§ **GOAL OF THE EXERCISE**
Transcribe the rows below without any change, starting at the line that contains "of the green" and running through the end of the rows, both ends included.

§ **DATA ROWS**
★ ★ ★ ★
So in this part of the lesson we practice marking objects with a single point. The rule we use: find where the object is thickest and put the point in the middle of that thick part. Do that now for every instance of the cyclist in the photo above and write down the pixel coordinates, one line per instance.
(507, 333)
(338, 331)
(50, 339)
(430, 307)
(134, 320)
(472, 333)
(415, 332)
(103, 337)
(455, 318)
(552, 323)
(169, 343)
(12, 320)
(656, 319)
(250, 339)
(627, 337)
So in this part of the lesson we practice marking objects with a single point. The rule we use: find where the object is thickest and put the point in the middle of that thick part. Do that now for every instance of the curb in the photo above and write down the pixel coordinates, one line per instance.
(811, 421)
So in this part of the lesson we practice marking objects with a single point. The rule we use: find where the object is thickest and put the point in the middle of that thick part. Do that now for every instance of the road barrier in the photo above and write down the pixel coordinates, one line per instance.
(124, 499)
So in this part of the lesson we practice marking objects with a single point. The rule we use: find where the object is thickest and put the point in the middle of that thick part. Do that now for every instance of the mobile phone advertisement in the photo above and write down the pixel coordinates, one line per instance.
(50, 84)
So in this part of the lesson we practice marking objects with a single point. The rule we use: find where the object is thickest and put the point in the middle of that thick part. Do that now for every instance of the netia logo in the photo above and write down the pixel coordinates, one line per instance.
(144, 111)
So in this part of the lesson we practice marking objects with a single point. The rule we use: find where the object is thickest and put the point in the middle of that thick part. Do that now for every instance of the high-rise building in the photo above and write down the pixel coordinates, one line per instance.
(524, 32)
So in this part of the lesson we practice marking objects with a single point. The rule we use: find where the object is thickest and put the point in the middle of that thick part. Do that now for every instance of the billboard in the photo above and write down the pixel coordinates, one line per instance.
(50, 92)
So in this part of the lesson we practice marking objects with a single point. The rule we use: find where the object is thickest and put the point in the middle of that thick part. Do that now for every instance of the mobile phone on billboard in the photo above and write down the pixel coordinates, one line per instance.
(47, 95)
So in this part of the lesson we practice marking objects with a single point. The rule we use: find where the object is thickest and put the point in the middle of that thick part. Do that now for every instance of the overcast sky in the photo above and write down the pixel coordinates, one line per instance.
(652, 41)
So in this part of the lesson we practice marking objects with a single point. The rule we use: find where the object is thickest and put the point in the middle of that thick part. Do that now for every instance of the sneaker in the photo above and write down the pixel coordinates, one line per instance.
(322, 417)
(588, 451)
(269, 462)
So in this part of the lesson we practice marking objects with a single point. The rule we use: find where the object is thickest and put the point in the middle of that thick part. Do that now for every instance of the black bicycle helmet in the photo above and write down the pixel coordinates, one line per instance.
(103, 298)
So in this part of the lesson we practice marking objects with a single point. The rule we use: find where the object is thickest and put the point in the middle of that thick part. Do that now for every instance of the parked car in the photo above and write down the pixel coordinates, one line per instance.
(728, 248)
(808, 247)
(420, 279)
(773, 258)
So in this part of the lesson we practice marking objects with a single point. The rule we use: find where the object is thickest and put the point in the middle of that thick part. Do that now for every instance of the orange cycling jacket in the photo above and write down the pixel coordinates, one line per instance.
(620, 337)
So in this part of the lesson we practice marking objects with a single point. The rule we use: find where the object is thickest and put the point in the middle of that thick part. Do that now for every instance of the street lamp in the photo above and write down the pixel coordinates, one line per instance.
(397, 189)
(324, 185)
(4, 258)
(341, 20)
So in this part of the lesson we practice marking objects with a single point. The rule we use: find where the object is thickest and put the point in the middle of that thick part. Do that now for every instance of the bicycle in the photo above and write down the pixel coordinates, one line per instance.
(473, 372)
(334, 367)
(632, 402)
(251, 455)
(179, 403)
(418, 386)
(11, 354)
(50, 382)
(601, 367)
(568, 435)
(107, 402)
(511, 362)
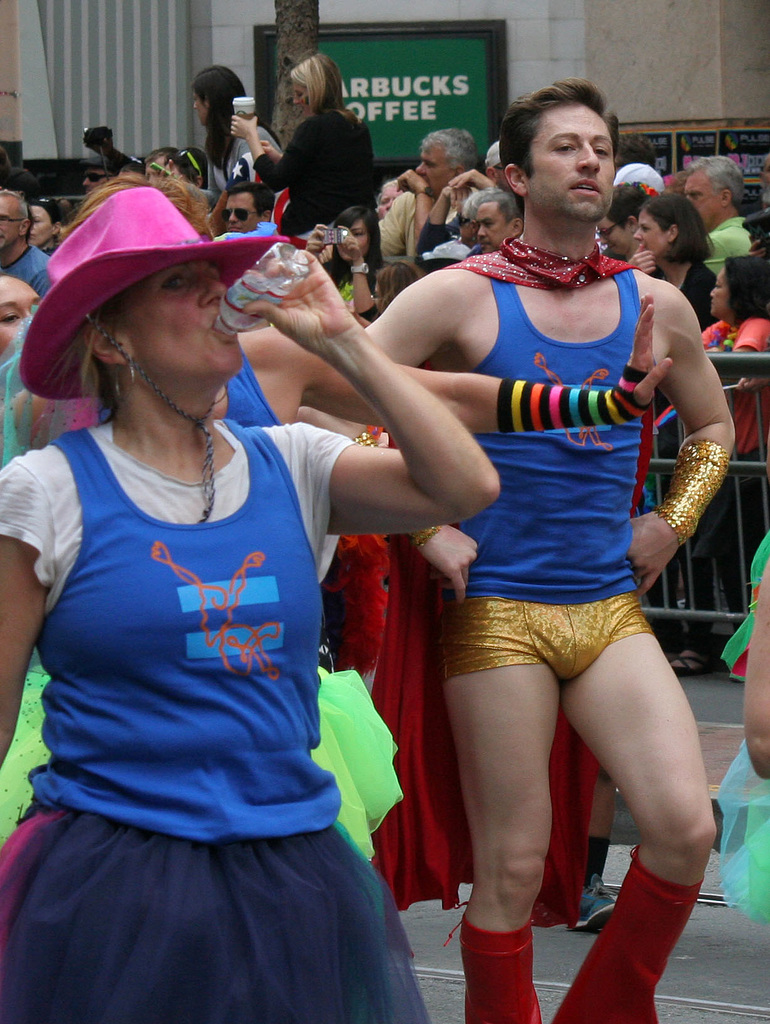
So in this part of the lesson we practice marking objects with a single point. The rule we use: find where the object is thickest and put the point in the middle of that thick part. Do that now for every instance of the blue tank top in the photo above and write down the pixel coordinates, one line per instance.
(560, 529)
(183, 692)
(246, 401)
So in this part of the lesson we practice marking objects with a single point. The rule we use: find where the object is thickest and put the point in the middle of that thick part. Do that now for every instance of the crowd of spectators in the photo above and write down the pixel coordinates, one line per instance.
(450, 206)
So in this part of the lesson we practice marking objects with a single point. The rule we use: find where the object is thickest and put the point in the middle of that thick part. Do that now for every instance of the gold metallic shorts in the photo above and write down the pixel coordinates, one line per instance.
(492, 632)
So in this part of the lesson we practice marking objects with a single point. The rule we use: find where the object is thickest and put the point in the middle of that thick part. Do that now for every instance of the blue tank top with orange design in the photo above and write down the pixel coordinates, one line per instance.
(560, 529)
(183, 692)
(246, 401)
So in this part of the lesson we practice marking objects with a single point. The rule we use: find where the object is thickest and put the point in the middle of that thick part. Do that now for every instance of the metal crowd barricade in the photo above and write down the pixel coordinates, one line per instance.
(677, 601)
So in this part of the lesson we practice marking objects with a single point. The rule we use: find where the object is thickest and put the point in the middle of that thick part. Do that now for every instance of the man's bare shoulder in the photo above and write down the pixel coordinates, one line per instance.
(450, 307)
(665, 294)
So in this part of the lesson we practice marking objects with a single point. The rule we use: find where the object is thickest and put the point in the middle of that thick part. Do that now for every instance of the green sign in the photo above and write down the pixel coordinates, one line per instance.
(407, 81)
(404, 90)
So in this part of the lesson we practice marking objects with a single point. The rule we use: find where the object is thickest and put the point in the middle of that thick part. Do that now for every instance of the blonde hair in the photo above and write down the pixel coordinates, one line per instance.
(321, 76)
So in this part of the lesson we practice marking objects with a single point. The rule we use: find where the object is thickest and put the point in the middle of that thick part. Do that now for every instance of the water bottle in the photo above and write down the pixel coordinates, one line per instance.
(271, 278)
★ ★ ★ ★
§ **RESULT FOR THIS EXERCISE**
So in this part of the lesson we practice marking objects with a single point. The rule we use: find where the object is thickest and put the point in the middle of that thick part. Do that now for every instance of the green sign in the photo above and write down the pixel coordinates, one line per instance.
(407, 81)
(404, 90)
So in this part of the lesson we practice marking objects with a single point. The rule we use: find where the object is thickest and put the point in the middle of that thick part. Do that now for every instance of the blonde hair in the photo above and write down the pixel coordinates, one line per instance.
(321, 76)
So in this part of the lesson we practice marking objects with a single point. The rule we use: find where the object is thickest and put the point in the middle of that thick part. Do that now for every instance of the water bottle in the photo above and write down the pixel coordinates, one line per instance.
(271, 278)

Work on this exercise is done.